Every line below between the one holding "Locate dark tree" and the one holding "Locate arched window", inclusive, should be copied exactly, and no other line.

• [Data section]
-------------------------
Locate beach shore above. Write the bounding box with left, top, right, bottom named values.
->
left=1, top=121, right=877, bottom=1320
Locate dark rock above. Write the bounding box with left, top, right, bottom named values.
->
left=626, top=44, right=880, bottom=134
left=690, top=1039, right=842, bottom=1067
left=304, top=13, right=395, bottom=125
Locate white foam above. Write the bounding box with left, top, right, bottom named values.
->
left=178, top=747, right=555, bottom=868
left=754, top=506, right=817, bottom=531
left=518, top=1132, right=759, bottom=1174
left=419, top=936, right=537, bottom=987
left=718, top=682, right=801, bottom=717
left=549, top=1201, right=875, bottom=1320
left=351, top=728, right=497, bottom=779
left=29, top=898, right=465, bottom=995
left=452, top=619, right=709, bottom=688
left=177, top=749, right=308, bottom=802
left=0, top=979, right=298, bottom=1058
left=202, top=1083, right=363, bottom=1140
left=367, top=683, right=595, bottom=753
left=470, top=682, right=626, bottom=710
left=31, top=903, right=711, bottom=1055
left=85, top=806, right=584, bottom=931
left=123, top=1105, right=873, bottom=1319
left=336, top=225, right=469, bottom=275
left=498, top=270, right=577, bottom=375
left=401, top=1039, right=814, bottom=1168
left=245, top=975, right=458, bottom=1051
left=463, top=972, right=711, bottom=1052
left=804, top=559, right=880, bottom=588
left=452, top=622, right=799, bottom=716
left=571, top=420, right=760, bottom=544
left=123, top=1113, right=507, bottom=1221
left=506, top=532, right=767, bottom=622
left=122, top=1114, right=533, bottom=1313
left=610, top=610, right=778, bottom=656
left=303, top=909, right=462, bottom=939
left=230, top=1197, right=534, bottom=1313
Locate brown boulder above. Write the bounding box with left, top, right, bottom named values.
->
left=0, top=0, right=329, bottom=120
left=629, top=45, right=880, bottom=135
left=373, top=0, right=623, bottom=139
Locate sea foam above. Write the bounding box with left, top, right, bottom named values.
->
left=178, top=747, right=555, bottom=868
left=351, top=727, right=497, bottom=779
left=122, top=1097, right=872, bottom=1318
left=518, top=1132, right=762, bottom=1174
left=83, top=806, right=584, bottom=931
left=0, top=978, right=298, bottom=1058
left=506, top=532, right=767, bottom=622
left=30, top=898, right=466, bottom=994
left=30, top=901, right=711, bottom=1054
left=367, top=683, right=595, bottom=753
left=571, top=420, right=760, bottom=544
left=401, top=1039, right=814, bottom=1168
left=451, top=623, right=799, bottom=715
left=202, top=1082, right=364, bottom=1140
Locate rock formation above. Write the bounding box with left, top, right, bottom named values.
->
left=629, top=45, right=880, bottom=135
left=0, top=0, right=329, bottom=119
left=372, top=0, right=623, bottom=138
-------------------------
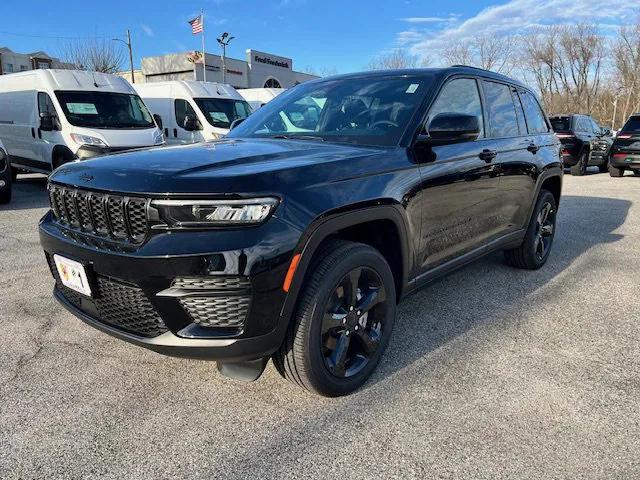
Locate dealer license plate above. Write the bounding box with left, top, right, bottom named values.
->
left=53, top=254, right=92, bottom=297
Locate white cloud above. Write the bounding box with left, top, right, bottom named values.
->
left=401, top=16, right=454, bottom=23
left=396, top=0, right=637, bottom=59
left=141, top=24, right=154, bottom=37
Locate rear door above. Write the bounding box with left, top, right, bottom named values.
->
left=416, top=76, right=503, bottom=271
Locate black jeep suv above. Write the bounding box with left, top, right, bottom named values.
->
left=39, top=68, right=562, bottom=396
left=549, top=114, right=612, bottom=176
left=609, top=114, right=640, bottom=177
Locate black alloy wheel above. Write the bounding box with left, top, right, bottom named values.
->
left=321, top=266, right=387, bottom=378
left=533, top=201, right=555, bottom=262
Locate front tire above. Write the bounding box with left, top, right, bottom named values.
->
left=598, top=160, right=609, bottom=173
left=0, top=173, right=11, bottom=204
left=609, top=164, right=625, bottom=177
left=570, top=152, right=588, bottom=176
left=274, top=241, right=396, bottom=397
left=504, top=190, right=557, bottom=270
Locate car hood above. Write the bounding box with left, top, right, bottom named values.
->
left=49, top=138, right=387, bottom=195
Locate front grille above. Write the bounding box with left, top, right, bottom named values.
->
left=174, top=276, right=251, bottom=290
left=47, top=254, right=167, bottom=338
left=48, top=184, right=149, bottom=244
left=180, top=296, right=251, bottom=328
-------------------------
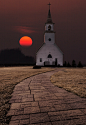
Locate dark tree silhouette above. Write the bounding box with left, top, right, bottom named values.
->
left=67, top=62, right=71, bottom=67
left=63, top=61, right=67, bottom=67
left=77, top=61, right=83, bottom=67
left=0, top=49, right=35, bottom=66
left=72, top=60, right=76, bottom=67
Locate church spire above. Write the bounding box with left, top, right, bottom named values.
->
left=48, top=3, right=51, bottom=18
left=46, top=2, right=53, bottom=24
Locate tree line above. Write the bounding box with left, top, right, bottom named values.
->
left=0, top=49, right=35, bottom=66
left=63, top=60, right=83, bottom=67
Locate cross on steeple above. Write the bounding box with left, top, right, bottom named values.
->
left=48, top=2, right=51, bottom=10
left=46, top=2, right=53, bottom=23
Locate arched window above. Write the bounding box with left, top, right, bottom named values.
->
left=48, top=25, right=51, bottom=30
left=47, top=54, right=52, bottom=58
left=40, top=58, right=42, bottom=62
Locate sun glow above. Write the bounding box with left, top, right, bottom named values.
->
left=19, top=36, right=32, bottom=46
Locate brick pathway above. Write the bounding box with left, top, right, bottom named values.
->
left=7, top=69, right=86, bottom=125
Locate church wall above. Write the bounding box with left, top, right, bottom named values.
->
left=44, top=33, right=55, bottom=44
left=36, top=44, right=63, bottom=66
-------------------------
• [Response box]
Locate dark tree silhouette above. Write the bounding box with left, top, right, bottom named values.
->
left=67, top=62, right=71, bottom=67
left=63, top=61, right=67, bottom=67
left=77, top=61, right=83, bottom=67
left=0, top=49, right=35, bottom=66
left=72, top=60, right=76, bottom=67
Locate church spire above. Write the bounding box with left, top, right, bottom named values.
->
left=48, top=3, right=51, bottom=18
left=46, top=2, right=53, bottom=24
Locate tree line above. Write the bounding box with left, top, right, bottom named values.
->
left=0, top=49, right=35, bottom=66
left=63, top=60, right=83, bottom=67
Locate cross on steeple above. Write the bounding box with left, top, right, bottom named values.
->
left=48, top=2, right=51, bottom=10
left=46, top=2, right=53, bottom=23
Locate arched window above. Write the bounding box with left, top, right, bottom named values.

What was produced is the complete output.